(WHAT YOU ARE ASKED TO DO): Write out the lines of the listing below word for word, beginning at the line that contains "Where can the tree canopy" and ending after the line that contains "x=105, y=158". Copy only those lines.
====== AVAILABLE DATA ======
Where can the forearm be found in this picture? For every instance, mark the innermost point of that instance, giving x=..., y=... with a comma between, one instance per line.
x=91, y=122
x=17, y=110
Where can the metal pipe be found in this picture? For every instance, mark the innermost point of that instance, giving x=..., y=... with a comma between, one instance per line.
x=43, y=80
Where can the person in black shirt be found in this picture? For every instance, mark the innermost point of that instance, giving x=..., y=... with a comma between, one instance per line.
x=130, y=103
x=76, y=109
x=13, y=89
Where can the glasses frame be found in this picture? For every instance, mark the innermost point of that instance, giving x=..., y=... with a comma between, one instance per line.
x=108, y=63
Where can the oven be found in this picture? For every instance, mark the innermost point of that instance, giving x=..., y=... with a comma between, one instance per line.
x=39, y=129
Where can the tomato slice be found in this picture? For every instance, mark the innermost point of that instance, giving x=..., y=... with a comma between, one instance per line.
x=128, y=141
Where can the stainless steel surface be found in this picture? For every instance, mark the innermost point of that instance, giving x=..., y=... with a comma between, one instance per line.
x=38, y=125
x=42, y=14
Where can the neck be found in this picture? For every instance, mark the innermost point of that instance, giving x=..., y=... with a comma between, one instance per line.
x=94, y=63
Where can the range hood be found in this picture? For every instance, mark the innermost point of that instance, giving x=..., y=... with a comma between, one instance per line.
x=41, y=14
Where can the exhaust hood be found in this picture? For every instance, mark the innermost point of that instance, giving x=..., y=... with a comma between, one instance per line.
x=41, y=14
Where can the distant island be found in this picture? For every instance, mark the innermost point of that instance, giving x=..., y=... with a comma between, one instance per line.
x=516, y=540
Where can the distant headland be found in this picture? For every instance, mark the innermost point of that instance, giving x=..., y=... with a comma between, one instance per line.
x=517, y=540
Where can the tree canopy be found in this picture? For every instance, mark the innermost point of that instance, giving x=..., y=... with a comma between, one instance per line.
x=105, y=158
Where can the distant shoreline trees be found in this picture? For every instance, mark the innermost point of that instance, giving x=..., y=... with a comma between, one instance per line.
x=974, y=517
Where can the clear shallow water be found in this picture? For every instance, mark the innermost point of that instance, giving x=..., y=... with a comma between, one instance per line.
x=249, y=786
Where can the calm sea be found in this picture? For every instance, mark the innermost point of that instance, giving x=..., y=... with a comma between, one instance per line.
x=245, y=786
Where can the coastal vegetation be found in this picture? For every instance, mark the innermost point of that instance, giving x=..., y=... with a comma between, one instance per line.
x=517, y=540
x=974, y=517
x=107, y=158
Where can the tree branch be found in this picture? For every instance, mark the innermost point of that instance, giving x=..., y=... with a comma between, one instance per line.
======
(IN RESPONSE):
Where can the tree canopy be found in this picture? For every instance, mark the innermost point of that instance, giving x=..., y=... with a comma between, one instance per line.
x=105, y=158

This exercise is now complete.